▶ [TASK TO COMPLETE]:
Repeat all of the data below verbatim, line for line, with no changes.

Some data
[start]

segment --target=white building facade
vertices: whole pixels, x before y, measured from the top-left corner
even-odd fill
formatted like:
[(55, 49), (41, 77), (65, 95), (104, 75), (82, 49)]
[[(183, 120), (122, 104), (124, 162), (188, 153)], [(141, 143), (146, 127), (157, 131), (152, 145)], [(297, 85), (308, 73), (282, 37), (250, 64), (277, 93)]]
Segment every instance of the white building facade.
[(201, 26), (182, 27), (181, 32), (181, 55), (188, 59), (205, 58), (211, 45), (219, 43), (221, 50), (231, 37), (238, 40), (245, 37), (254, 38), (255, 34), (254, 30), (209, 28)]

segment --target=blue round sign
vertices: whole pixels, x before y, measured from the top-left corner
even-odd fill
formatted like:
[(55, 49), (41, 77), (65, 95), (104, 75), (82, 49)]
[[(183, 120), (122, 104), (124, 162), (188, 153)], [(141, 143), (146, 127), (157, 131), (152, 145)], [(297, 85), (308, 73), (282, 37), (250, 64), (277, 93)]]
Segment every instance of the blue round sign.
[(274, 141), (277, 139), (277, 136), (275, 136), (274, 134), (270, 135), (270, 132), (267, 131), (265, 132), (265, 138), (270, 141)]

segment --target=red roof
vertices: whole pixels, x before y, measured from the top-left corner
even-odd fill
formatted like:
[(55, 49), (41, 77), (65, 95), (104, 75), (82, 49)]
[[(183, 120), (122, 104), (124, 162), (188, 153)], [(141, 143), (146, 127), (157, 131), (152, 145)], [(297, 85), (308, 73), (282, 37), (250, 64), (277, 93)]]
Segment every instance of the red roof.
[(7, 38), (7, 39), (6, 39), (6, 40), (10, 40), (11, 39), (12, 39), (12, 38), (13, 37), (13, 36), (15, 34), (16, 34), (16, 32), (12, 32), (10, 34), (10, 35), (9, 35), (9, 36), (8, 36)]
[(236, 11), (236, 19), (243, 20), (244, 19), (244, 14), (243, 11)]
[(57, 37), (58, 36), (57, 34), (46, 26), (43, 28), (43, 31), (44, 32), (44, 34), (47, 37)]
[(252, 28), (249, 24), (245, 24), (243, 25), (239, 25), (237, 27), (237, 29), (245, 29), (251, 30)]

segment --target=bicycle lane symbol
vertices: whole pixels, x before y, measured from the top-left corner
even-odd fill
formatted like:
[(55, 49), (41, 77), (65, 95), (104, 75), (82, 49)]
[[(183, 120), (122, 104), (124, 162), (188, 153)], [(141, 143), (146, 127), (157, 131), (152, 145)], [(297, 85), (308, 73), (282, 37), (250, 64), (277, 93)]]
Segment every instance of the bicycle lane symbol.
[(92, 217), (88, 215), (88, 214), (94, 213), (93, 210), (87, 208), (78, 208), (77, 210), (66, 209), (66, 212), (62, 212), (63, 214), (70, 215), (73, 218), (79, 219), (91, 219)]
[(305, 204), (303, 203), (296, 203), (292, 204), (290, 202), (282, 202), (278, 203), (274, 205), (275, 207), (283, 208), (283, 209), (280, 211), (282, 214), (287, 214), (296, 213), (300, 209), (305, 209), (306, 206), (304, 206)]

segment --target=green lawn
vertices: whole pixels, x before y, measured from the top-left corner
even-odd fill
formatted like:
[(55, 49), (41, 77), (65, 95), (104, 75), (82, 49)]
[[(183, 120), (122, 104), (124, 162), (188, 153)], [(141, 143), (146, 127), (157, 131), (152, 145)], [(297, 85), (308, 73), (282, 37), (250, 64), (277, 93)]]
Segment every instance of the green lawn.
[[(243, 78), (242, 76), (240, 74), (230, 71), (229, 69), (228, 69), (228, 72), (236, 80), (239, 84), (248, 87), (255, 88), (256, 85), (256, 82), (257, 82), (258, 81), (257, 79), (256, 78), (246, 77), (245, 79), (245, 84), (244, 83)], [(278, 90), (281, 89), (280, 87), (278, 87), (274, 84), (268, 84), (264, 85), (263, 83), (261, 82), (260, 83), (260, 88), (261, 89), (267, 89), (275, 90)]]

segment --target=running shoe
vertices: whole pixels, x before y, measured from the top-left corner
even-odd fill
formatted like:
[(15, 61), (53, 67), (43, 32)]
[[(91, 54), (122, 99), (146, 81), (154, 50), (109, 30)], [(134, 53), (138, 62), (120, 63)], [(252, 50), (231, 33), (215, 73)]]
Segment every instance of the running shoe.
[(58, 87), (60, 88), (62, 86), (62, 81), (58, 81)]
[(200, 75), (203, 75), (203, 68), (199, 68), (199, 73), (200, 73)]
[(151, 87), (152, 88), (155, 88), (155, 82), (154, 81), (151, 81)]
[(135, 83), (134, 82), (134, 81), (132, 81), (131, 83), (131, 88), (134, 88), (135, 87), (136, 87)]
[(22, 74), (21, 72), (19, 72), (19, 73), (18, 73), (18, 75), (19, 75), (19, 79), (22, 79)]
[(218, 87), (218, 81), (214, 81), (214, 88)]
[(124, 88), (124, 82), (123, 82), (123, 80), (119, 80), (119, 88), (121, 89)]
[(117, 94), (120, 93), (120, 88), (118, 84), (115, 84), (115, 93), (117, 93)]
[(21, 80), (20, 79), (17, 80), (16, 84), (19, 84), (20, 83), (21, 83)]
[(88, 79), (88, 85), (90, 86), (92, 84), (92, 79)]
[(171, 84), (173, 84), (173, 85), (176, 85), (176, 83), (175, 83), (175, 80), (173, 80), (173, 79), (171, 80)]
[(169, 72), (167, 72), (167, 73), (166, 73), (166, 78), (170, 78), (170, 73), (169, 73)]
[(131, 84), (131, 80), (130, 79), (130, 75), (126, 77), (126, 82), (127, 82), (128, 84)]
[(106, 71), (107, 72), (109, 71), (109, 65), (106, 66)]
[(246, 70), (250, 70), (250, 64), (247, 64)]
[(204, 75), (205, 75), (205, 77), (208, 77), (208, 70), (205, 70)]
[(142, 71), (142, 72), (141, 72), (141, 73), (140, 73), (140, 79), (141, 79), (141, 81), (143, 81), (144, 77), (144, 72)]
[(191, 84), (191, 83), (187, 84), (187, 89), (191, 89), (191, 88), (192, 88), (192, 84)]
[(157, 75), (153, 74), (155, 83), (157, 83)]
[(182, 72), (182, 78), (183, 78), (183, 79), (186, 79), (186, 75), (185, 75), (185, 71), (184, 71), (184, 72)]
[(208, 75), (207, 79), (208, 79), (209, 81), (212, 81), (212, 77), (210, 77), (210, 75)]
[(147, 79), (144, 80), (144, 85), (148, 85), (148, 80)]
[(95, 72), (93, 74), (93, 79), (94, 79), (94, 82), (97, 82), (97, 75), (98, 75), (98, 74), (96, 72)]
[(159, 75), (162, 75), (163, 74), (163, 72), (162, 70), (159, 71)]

[end]

▶ [TASK OUTPUT]:
segment --target=white building facade
vertices: whole pixels, x before y, measured from the top-left corner
even-odd fill
formatted like:
[(55, 49), (41, 77), (65, 95), (104, 75), (82, 49)]
[[(183, 120), (122, 104), (124, 162), (188, 153)], [(141, 143), (146, 127), (157, 131), (152, 145)], [(297, 85), (308, 73), (282, 37), (250, 64), (277, 93)]]
Segment every instance of the white building facade.
[(201, 26), (182, 27), (181, 32), (181, 55), (188, 59), (205, 58), (211, 45), (219, 43), (221, 50), (231, 37), (238, 40), (245, 37), (254, 38), (255, 34), (254, 30), (209, 28)]

segment --target=blue round sign
vertices: whole pixels, x before y, measured from the top-left corner
even-odd fill
formatted like:
[(55, 49), (41, 77), (65, 95), (104, 75), (82, 49)]
[[(183, 120), (122, 104), (124, 162), (188, 153)], [(141, 143), (146, 127), (157, 131), (152, 145)], [(297, 85), (308, 73), (282, 37), (250, 64), (277, 93)]]
Segment every instance of the blue round sign.
[(274, 141), (277, 139), (277, 136), (275, 136), (274, 134), (270, 135), (270, 132), (267, 131), (265, 132), (265, 138), (270, 141)]

segment --target=red roof
vertices: whole pixels, x before y, measured from the top-left corner
even-odd fill
formatted like:
[(55, 49), (41, 77), (65, 95), (104, 75), (82, 49)]
[[(183, 120), (122, 104), (124, 162), (188, 153)], [(141, 143), (146, 127), (157, 131), (152, 145)], [(297, 85), (308, 73), (282, 37), (250, 64), (277, 93)]]
Segment every instance of the red roof.
[(7, 38), (7, 39), (6, 39), (6, 40), (10, 40), (11, 39), (12, 39), (12, 38), (13, 37), (13, 36), (15, 34), (16, 34), (16, 32), (12, 32), (10, 34), (10, 35), (9, 35), (9, 36), (8, 36)]
[(236, 11), (236, 19), (243, 20), (244, 19), (244, 14), (243, 11)]
[(57, 37), (58, 36), (57, 34), (46, 26), (43, 28), (43, 31), (44, 32), (44, 34), (47, 37)]
[(252, 28), (249, 24), (245, 24), (243, 25), (239, 25), (237, 27), (237, 29), (245, 29), (251, 30)]

segment --target=bicycle lane symbol
vertices: whole pixels, x before y, measured from the top-left corner
even-odd fill
formatted like:
[(55, 49), (41, 77), (65, 95), (104, 75), (82, 49)]
[[(183, 120), (122, 104), (124, 162), (188, 153)], [(141, 143), (146, 127), (157, 131), (152, 145)], [(297, 85), (308, 73), (282, 37), (250, 64), (277, 93)]]
Segment every instance of the bicycle lane symbol.
[(92, 217), (88, 215), (88, 214), (94, 213), (93, 210), (87, 208), (78, 208), (77, 210), (66, 209), (66, 212), (62, 212), (63, 214), (70, 215), (73, 218), (79, 219), (91, 219)]
[(305, 204), (303, 203), (296, 203), (292, 204), (290, 202), (282, 202), (278, 203), (274, 205), (275, 207), (283, 208), (283, 209), (280, 211), (282, 214), (287, 214), (296, 213), (300, 209), (305, 209), (306, 206), (304, 206)]

segment --target=green lawn
vertices: whole pixels, x before y, measured from the top-left corner
even-odd fill
formatted like:
[(55, 49), (41, 77), (65, 95), (104, 75), (82, 49)]
[[(183, 120), (122, 104), (124, 162), (188, 153)], [(141, 143), (146, 127), (157, 131), (152, 145)], [(297, 85), (308, 73), (282, 37), (250, 64), (277, 93)]]
Segment every instance of the green lawn.
[[(243, 78), (242, 76), (240, 74), (230, 71), (229, 69), (228, 69), (228, 72), (236, 80), (239, 84), (248, 87), (255, 88), (256, 85), (256, 82), (257, 82), (258, 81), (257, 79), (256, 78), (246, 77), (245, 79), (245, 84), (244, 83)], [(278, 90), (281, 89), (280, 87), (278, 87), (274, 84), (268, 84), (264, 85), (263, 83), (261, 82), (260, 83), (260, 88), (261, 89), (267, 89), (275, 90)]]

segment --target=running shoe
vertices: whole pixels, x before y, measured from the top-left corner
even-odd fill
formatted like:
[(15, 61), (53, 67), (43, 32)]
[[(91, 54), (122, 99), (146, 81), (154, 50), (109, 30)], [(134, 53), (138, 62), (120, 63)], [(252, 50), (231, 33), (215, 73)]]
Segment every instance of the running shoe.
[(58, 87), (60, 88), (62, 86), (62, 81), (58, 81)]
[(200, 75), (203, 75), (203, 68), (199, 68), (199, 73), (200, 73)]
[(151, 87), (152, 88), (155, 88), (155, 82), (154, 81), (151, 81)]
[(135, 83), (134, 82), (134, 81), (132, 81), (131, 83), (131, 88), (134, 88), (135, 87), (136, 87)]
[(22, 74), (21, 72), (19, 72), (19, 73), (18, 73), (18, 75), (19, 75), (19, 79), (22, 79)]
[(218, 87), (218, 81), (214, 81), (214, 88)]
[(124, 88), (124, 82), (123, 82), (123, 80), (119, 80), (119, 88), (121, 89)]
[(117, 94), (120, 93), (120, 88), (118, 84), (115, 84), (115, 93), (117, 93)]
[(21, 80), (20, 79), (17, 80), (16, 84), (19, 84), (20, 83), (21, 83)]
[(88, 79), (88, 85), (90, 86), (92, 84), (92, 79)]
[(171, 84), (173, 84), (173, 85), (176, 85), (176, 83), (175, 83), (175, 80), (173, 80), (173, 79), (171, 80)]
[(169, 72), (167, 72), (167, 73), (166, 73), (166, 78), (170, 78), (170, 73), (169, 73)]
[(131, 84), (131, 80), (130, 79), (130, 75), (126, 77), (126, 82), (127, 82), (128, 84)]
[(106, 71), (107, 72), (109, 71), (109, 65), (106, 66)]
[(246, 70), (250, 70), (250, 64), (247, 64)]
[(204, 75), (205, 75), (205, 77), (208, 77), (208, 70), (205, 70)]
[(142, 71), (142, 72), (141, 72), (141, 73), (140, 73), (140, 79), (141, 79), (141, 81), (143, 81), (144, 77), (144, 72)]
[(191, 84), (191, 83), (187, 84), (187, 89), (191, 89), (191, 88), (192, 88), (192, 84)]
[(157, 75), (153, 74), (155, 83), (157, 83)]
[(182, 72), (182, 78), (183, 78), (183, 79), (186, 79), (186, 75), (185, 75), (185, 71), (184, 71), (184, 72)]
[(208, 75), (207, 79), (208, 79), (209, 81), (212, 81), (212, 77), (210, 77), (210, 75)]
[(147, 79), (144, 80), (144, 85), (148, 85), (148, 80)]
[(95, 72), (93, 74), (93, 79), (94, 79), (94, 82), (97, 82), (97, 75), (98, 75), (98, 74), (96, 72)]
[(159, 75), (162, 75), (163, 74), (163, 72), (162, 70), (159, 71)]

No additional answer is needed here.